→ **Extrait fourni**
L'an dernier, aucune des recommandations de la Commission de vérité et réconciliation n'a été mise en œuvre. Seulement 13 des 94 appels à l'action ont été mis en œuvre. Le gouvernement a promis de mettre fin aux avis de faire bouillir l'eau à long terme il y a plus de trois ans, mais cela ne semble pas prêt de se concrétiser. La situation semble encore pire cette année.
On peut se demander ce qu'il est advenu de la relation la plus importante pour le gouvernement. Nous n'avons qu'à penser à la dernière semaine. La n'a même pas été capable de se résoudre à prononcer le mot « autochtone » ou le mot « réconciliation » dans son discours de présentation du budget. Compte tenu du discours qu'elle a tenu dans la dernière année, pourquoi le ferait-elle?
Pendant des mois, les Autochtones ont entendu le gouvernement menacer d'éliminer et de réduire des services dont leurs communautés et leurs membres ont besoin. On a menacé de mettre fin à des programmes, à des services et à des subventions dont les gens ont besoin, et il en va de même pour les mesures permettant d'appliquer le principe de Jordan et de réparer des torts causés par les pensionnats autochtones. Il a fallu que le NPD fasse pression pour que bon nombre de ces compressions soient annulées.
La barre est placée bien bas par le gouvernement: il faut s'opposer à des compressions alors que le déficit en matière d'infrastructures se monte à 350 milliards de dollars. Au lieu de proposer un impôt sur la fortune ou un impôt sur les bénéfices exceptionnels pour des personnes comme Mirko Bibic, Galen Weston ou Arthur Irving, le gouvernement a sciemment choisi de dépenser moins de 1 % de ce qui est nécessaire pour mettre fin à la crise du logement qui sévit chez les Premières Nations.
Les grandes sociétés pétrolières, malgré toutes leurs fanfaronnades, n'ont pas à quémander de l'argent au gouvernement, pas plus que Galen Weston. Bell obtient tout l'argent qu'il lui faut pour accorder des primes généreuses et distribuer des dividendes substantiels à ses actionnaires tandis qu'elle licencie des milliers d'employés. Cependant, les Premières Nations sont traitées comme une considération secondaire dans ce budget. C'est confondant.

Extraits de données de régions étiquetées
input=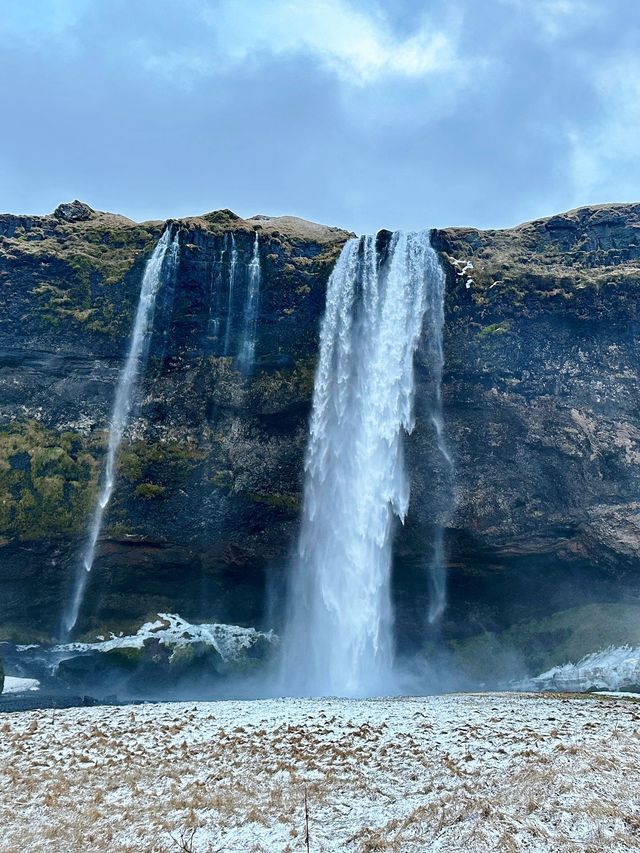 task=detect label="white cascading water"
[238,231,262,373]
[425,252,454,625]
[63,228,179,634]
[224,234,238,355]
[281,231,441,696]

→ **Consigne**
Traduisez en anglais cette phrase de l'extrait fourni : « Bell obtient tout l'argent qu'il lui faut pour accorder des primes généreuses et distribuer des dividendes substantiels à ses actionnaires tandis qu'elle licencie des milliers d'employés. »

→ **Résultat**
Bell gets all the money it needs to hand out generous bonuses and pay substantial dividends to its shareholders while it lays off thousands of employees.